Print the records exactly as given.

[Saved entries]
>>>>

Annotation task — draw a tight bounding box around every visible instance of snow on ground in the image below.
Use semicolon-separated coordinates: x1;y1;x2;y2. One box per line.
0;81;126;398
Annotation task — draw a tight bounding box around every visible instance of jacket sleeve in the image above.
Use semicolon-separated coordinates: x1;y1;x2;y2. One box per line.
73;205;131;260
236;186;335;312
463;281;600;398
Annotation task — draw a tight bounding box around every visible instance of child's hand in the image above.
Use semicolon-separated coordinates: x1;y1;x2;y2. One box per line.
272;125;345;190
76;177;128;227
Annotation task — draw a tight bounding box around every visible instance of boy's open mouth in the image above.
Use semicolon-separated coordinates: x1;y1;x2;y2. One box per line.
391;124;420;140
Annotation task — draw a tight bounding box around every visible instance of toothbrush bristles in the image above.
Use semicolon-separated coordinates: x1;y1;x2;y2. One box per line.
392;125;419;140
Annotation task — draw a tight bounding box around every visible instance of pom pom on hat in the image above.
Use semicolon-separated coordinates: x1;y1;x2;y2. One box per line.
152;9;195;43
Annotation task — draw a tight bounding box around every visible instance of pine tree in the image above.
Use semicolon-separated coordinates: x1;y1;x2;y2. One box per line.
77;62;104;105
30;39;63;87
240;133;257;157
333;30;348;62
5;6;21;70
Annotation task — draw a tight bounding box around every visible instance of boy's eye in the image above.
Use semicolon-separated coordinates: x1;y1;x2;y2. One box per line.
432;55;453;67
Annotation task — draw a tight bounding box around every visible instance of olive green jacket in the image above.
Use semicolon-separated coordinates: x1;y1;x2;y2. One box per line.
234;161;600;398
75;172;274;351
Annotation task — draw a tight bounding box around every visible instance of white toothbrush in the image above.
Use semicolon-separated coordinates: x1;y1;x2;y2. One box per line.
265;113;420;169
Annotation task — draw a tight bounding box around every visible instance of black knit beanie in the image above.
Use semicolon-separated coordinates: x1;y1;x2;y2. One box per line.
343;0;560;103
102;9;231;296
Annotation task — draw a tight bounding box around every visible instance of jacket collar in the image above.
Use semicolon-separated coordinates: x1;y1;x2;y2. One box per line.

<<<<

*Worked solution*.
Annotation task — draw a tight bounding box around every visible instance of snow on ground in the image below.
Use semicolon-separated coordinates: x1;y1;x2;y2. One box per line.
0;81;126;398
Annotation task — draw a tight bounding box around every visible instance of jacket sleeve in the image above.
Use semicolon-separated coordinates: x1;y1;x2;y2. One box per line.
73;205;131;260
236;186;335;312
463;281;600;398
Annotation task — draw a tight bounding box around every visible instance of child's hand in the image above.
Use semicolon-separated coordinates: x1;y1;x2;y2. One box per line.
272;125;345;190
76;177;128;227
Annotation task — draw a tight bounding box around every visible instance of boy's open mouth in the image above.
Use semicolon-separated coordinates: x1;y1;x2;y2. One box per line.
391;124;420;140
Annotation task — draw a tight bounding box around every visible instance of toothbrush bristles in the image above.
Use semicolon-separated coordinates: x1;y1;x2;y2. One box per line.
392;125;419;140
Annotation task — draw a tight bounding box around every visible instance of pom pom on hat in the image above.
Use semicolon-separated coordinates: x1;y1;x2;y2. One box per line.
152;9;195;43
Annotation task — draw a tight bounding box around every visible instance of pine tree in the image above.
Use semicolon-separated coordinates: x1;y1;x2;y2. One box per line.
77;62;104;105
30;39;63;87
240;133;257;157
333;30;348;62
5;6;21;70
Annotation task — draw a tight bounding box around every visible instance of boy's eye in the image above.
Use semicolon-separated coordinates: x1;y1;x2;y2. One box per line.
432;55;453;67
Annotation task — draw a tight bounding box around every visible instance of olive green jacket in the image above.
Use semicolon-separated coordinates: x1;y1;x2;y2. One box per line.
234;161;600;398
75;172;274;351
Annotation task — draw a tight bounding box around every visible instance of white toothbrush in the image above.
Use semicolon-separated coordinates: x1;y1;x2;y2. One box per line.
265;113;420;169
Annotation task — draw a tight bounding box around every visible instance of black knit beanie in the image above.
Use semicolon-separated coordinates: x1;y1;x2;y2. One box per line.
343;0;560;103
102;9;231;296
Annotation task — draw a tight bounding box around every visible instance of jacket collar in the image above.
Use semicolon-separated coordinates: x1;y1;x2;y2. One box per line.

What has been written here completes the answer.